__Challenge A__:
In the forum thread below about the Tiguan, what EPA ratings are expected for the US diesel version?

BTW, we just bought a new Tiguan 4motion SEL loaded. This thing has the largest sunroof I've ever seen in a car. If you guys get a chance, you need to drive one. VW will sell every one it gets. Its that good. Every bit as solid as the Treg. Feels very tight and sprightly. Every one in the office took it out for a ride and two went to the dealer to see about getting one. I could not believe how much room it had inside. We did a two year lease and will trade it in when the deisel version comes out. The manager said that they had a US diesel version at the dealer intro test drive in Atlanta. Expected EPA ratings are 28 city, 35 hwy. Nowhere close to 40 MPG. The Jetta TDI will be 45 City - 54 Hwy. Their hoping to get the Tiguan TDI first qarter of 09 instead of 4th quarter. US VW boss says the Tiguan is critical for VWs US sales so its putting priority over the Treg.


----------



## TREGinginCO (Jan 4, 2004)

*Re: The V6 TDI mileage numbers . . . (jrtouareg)*


_Quote, originally posted by *jrtouareg* »_
We did a two year lease and will trade it in when the deisel version comes out. The manager said that they had a US diesel version at the dealer intro test drive in Atlanta. Expected EPA ratings are 28 city, 35 hwy. Nowhere close to 40 MPG. The Jetta TDI will be 45 City - 54 Hwy. Their hoping to get the Tiguan TDI first qarter of 09 instead of 4th quarter.









I just had a talk with my sources at VWoA again today and asked again about a Tiguan TDI for the U.S. and as of right now... there are still no plans to bring the TDI version of the Tiggy stateside. If dealerships are saying otherwise, they don't know what they're talking about.
Wishful thinking is different than reality (wow, that's deep







)


----------



## jrtouareg (Jun 15, 2005)

*Re: The V6 TDI mileage numbers . . . (TREGinginCO)*


_Quote, originally posted by *TREGinginCO* »_
I just had a talk with my sources at VWoA again today and asked again about a Tiguan TDI for the U.S. and as of right now... there are still no plans to bring the TDI version of the Tiggy stateside. If dealerships are saying otherwise, they don't know what they're talking about.

__Data supplied__:
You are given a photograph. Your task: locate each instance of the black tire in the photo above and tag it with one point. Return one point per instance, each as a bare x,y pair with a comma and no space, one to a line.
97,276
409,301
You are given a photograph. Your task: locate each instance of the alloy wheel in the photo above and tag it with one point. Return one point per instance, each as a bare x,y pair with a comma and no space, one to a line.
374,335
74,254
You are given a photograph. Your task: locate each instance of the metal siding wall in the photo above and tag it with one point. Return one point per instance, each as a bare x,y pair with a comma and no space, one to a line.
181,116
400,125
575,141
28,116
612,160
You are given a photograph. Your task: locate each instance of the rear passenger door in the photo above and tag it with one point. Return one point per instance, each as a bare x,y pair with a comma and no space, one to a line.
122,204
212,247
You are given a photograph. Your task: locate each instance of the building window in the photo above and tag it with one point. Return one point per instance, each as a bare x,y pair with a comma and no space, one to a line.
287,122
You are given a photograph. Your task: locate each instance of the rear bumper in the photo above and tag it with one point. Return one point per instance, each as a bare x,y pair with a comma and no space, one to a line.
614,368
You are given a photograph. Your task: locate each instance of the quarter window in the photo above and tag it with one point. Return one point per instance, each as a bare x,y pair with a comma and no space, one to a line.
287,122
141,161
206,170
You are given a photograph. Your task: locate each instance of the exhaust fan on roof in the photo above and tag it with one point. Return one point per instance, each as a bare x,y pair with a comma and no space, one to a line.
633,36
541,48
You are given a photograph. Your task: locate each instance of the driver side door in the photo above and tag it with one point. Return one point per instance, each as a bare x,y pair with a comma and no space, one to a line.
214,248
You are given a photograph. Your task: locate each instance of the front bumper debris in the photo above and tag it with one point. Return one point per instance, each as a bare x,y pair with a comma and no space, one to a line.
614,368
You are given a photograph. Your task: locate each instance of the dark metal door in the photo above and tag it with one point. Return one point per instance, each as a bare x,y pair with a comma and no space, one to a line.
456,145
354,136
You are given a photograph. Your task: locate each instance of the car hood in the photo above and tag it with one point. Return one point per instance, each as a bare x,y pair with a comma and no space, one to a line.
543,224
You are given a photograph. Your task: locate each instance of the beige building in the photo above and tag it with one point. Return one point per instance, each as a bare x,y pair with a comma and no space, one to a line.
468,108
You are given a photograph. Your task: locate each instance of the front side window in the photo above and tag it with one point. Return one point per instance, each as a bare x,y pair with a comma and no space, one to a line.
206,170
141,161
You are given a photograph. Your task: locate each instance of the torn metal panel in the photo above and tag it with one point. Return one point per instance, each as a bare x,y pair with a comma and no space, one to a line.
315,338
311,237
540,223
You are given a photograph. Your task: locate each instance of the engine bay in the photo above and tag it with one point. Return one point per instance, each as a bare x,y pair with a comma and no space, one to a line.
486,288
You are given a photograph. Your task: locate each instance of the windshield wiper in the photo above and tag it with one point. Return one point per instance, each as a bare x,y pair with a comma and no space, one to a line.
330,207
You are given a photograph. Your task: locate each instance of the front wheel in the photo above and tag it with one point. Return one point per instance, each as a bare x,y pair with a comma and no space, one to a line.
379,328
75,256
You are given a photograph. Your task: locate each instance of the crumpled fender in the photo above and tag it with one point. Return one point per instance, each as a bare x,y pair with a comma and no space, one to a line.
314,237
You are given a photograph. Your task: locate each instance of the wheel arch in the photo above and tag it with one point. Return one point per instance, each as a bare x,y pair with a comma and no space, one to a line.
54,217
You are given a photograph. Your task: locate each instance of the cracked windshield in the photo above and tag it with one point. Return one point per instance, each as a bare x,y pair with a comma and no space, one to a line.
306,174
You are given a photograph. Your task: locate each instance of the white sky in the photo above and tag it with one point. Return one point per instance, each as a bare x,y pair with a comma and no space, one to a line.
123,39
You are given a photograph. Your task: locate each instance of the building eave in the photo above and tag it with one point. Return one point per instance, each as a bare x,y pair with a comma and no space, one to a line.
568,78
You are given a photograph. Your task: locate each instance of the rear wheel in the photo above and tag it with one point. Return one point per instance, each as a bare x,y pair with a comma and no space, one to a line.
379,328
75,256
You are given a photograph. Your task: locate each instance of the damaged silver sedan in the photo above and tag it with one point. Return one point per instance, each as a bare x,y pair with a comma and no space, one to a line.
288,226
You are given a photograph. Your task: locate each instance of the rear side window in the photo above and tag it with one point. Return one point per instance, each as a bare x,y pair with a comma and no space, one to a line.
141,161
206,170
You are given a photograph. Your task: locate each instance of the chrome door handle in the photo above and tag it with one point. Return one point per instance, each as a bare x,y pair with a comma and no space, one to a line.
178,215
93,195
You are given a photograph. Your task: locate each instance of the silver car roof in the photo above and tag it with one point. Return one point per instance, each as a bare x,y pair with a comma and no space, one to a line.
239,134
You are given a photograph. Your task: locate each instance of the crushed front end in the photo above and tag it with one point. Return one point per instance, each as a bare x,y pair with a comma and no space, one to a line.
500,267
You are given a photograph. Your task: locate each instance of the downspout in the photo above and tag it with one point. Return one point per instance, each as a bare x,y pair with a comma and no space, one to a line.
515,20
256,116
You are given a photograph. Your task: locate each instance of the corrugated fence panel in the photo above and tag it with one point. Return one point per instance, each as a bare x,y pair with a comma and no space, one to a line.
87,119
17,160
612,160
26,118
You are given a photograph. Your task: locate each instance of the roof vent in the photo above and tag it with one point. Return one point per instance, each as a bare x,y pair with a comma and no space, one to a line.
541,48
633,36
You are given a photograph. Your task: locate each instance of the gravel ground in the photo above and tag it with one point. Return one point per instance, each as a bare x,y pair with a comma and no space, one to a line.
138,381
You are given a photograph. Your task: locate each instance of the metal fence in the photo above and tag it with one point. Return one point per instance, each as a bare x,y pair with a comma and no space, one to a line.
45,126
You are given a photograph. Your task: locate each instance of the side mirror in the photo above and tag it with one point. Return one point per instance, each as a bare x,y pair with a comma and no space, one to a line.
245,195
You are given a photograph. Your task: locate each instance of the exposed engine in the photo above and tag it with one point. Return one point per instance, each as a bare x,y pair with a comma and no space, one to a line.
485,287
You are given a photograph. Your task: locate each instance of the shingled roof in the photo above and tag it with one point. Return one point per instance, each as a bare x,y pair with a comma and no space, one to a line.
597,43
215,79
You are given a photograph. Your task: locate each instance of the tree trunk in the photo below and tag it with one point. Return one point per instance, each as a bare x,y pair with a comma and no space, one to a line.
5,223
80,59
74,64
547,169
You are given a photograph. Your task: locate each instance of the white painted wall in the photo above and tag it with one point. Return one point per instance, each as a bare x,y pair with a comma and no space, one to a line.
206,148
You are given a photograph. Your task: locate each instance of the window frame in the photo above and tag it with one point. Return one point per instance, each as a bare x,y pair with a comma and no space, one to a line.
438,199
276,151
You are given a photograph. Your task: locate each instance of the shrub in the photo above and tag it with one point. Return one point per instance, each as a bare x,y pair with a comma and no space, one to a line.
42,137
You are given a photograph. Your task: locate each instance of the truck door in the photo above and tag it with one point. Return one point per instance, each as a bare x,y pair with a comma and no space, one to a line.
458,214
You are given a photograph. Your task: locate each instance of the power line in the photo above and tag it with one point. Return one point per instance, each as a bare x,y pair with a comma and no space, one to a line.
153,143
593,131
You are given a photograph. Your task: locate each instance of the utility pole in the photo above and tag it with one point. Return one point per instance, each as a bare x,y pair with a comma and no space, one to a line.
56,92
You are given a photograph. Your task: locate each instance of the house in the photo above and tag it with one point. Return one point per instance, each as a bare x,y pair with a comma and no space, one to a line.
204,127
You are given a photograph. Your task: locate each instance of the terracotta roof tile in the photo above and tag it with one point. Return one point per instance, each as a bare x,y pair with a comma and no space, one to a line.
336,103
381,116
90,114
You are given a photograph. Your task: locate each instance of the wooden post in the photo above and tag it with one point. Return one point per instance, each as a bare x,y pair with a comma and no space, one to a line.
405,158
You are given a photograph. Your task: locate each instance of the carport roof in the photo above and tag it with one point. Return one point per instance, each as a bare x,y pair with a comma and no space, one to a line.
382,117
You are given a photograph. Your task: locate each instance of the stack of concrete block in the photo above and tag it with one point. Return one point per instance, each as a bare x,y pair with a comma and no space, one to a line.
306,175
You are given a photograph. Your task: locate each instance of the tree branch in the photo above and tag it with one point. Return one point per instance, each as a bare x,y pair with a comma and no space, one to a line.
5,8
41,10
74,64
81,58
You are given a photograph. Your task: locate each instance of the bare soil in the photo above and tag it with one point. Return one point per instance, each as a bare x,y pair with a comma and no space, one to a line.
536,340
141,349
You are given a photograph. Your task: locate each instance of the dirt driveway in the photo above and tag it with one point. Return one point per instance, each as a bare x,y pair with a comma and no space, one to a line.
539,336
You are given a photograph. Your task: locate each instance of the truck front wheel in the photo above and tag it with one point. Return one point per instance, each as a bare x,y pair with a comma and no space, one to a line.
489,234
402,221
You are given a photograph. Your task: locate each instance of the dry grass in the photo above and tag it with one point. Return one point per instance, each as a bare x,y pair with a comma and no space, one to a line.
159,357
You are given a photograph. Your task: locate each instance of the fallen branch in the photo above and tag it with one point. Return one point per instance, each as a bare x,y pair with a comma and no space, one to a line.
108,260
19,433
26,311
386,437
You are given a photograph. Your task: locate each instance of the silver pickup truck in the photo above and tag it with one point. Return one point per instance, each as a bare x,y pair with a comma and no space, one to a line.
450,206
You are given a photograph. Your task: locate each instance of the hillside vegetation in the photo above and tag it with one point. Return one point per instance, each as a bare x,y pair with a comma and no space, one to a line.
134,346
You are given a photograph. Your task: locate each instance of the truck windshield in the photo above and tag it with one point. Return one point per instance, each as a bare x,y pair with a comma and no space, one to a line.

__Challenge B__:
Please pull out every line of the records above that contains the word "front".

__Exercise result A__:
28 city and 35 highway.

__Exercise result B__:
You are given a photograph. Your task: locate each instance of the front bumper debris in the photo above and tag it with one point. Return one point per instance, each as a bare x,y pair with a comma and no space, one to a line.
You are given a photograph. Your task: locate each instance of the front side window in the photo above and tag it with one point. Return one point per instance, each as a bare x,y pair with a comma and no space, one to a line.
You are given a photograph. Your task: locate each instance of the front wheel in the photo above and tag it with one point. Return one point per instance, each as a bare x,y pair with a comma and no space, one to a line.
You are given a photograph. Your task: locate each instance of the crushed front end in the photo above and tag it with one point. Return one point per instance, each as a bare x,y pair with a comma and no space, one to a line.
You are given a photograph. Your task: locate each instance of the truck front wheel in the photo above and tag it with one point. Return one point per instance, each as a bare x,y pair with a comma and no space, one to a line.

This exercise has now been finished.